* Text for analysis:
---+---
There have been many times when my emotional pain left me feeling totally alone. It felt like no one around me understood the depths of it. Perhaps you have felt that way at times. These feelings are legitimate – for all pain, whether in our body or in our soul is individual and personal even if our experiences are not, by worldly standards, unique. All of our life’s experiences forge us into a one of a kind mosaic. Every trauma, every heartbreak, every injury and illness combine into an experience for you that no other human being can fully understand. Physically the pain of a broken bone or arthritis may seem like a Tylenol experience for some, while others require a narcotic pain medicine to function at the most basic levels. Doctors can only try their best to help based on what their patient tells them and years of experience. There isn’t a single, uniform RX for pain.
This is especially true for our spiritual and psychological pain, yet friends, acquaintances, and sometimes even our pastors and counselors fail to recognize this fact. How often have you heard the words, “You’re not the only person who has suffered and experienced that.” The unspoken idea being “suck it up and get over it already, others have! Don’t be a such crybaby!” If you are like me those words were like putting kerosene on a fire when I was at my most vulnerable. They may have been said at best out of ignorance and meant as an encouragement, or perhaps the person you were speaking to just didn’t want to be bothered that day. Yet for me and many others in the midst of struggling, they were a crushing sentiment. I always knew I wasn’t the only human being ever to have suffered. I am not the only human being to have been the victim of family and ritual abuse, but those words have never offered me comfort nor encouragement. If anything, they increased my soul’s pain.
The emotional pain I felt even as an adult, was at times intense and quite real, but trite statements gave me feelings of my pain being discounted by the other person, like they were deciding it wasn’t real or intense. In a way they were saying I had no right to feel what I did, or cry as I was. After all other people have suffered, so my experience was unimportant. Such “support” only intensified my heartache and loneliness.
---+---
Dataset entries
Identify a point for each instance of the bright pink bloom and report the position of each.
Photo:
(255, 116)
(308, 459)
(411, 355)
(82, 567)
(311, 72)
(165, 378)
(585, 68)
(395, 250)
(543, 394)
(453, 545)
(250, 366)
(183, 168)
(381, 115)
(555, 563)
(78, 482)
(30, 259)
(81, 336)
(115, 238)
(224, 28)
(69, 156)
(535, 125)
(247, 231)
---+---
* Exercise instructions:
1 > In the essay on emotional pain, what two things do doctors base their efforts to help on?
2 > List every group of people that the essay on emotional pain says fail to recognize that spiritual and psychological pain is individual.
3 > Return the passage of the essay on emotional pain from "The emotional pain" to "heartache and loneliness.", copied word for word.

* Task answers:
1 > Doctors base their efforts on what their patient tells them and on years of experience.

2 > Friends, acquaintances, pastors, and counselors.

3 >
The emotional pain I felt even as an adult, was at times intense and quite real, but trite statements gave me feelings of my pain being discounted by the other person, like they were deciding it wasn’t real or intense. In a way they were saying I had no right to feel what I did, or cry as I was. After all other people have suffered, so my experience was unimportant. Such “support” only intensified my heartache and loneliness.